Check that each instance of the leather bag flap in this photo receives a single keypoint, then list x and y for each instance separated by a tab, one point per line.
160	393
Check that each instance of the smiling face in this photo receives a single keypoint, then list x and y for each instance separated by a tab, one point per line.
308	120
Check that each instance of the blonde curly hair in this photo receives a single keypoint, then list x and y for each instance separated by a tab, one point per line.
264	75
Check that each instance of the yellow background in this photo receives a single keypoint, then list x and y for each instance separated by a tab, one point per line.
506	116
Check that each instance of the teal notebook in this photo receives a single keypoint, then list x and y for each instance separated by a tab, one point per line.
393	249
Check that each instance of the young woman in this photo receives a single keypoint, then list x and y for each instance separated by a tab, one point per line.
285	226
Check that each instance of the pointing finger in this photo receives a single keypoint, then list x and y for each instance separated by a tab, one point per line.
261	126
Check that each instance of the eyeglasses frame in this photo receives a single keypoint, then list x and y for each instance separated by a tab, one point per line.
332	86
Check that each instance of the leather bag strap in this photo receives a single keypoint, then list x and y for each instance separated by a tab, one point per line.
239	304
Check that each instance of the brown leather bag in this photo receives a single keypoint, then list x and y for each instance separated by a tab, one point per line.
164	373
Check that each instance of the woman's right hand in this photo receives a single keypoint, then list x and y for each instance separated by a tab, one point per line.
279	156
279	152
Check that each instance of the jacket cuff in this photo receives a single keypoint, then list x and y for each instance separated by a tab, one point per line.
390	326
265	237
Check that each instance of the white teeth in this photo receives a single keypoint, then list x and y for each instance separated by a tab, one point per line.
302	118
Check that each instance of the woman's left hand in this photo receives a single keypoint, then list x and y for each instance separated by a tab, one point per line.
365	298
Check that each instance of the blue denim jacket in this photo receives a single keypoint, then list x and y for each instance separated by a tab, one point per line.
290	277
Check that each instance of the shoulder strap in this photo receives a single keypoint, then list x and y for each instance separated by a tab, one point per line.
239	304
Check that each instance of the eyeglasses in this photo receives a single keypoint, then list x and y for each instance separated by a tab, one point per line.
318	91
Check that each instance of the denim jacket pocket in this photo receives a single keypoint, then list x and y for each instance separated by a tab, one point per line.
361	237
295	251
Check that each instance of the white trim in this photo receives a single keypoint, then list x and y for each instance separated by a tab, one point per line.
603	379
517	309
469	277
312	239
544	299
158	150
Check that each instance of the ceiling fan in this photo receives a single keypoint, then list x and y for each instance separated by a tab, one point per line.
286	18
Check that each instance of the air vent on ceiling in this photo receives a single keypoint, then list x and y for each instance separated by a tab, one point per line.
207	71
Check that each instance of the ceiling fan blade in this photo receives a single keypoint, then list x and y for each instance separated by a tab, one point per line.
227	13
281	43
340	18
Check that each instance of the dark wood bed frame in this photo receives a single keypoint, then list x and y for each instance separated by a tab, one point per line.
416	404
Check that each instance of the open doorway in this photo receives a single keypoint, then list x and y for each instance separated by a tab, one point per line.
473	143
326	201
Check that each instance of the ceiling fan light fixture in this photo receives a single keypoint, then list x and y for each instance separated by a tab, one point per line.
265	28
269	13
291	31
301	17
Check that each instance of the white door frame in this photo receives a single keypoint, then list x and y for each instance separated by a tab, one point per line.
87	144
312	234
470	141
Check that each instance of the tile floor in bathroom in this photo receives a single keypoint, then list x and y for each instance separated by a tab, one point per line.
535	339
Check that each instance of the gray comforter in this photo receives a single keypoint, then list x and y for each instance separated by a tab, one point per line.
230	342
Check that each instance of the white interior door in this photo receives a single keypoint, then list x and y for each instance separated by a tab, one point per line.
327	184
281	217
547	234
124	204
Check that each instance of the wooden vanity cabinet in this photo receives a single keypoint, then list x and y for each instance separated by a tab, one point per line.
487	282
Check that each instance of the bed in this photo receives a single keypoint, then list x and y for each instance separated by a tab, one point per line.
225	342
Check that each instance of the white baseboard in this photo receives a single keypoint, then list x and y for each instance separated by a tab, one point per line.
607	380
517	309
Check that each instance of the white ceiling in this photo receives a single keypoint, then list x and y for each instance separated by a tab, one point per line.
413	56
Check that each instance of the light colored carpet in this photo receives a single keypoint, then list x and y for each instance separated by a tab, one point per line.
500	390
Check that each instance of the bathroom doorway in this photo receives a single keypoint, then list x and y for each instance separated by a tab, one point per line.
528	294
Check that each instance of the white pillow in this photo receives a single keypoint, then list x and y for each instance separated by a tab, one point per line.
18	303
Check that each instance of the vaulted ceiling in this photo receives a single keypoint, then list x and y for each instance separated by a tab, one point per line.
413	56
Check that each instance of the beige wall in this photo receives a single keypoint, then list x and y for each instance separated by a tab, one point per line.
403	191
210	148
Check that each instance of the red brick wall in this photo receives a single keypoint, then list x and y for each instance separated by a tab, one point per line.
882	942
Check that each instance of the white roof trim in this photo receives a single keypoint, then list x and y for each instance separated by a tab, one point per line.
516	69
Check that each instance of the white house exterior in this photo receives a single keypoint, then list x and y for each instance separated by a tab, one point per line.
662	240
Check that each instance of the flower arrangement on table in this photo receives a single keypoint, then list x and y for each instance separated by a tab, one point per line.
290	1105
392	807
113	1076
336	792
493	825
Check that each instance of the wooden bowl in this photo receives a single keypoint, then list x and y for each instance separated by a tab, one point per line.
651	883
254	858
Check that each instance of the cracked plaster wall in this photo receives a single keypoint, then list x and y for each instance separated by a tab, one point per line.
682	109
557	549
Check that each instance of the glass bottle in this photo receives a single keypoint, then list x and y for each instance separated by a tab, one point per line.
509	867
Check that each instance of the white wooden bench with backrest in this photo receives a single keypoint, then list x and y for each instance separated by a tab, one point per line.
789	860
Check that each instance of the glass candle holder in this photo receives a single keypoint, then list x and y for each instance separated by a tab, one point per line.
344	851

EXERCISE – Your output consists solely of the lines from the one with "Check that each instance of the glass bottle" through the last line, copied exactly.

TASK SOLUTION –
Check that each instance of the glass bottle in this photo receives a single keypoint, then list x and y for each instance separated by a tab, one point per line.
509	867
Check that each instance of the white wooden bench with backrest in this photo receives a single keypoint, then list x and y for each instance separated by a tab, one point per line.
789	860
Check that each instance of the glass candle holder in this photo receives a single keypoint, then list x and y for each instance separated by a tab, one point per line.
344	851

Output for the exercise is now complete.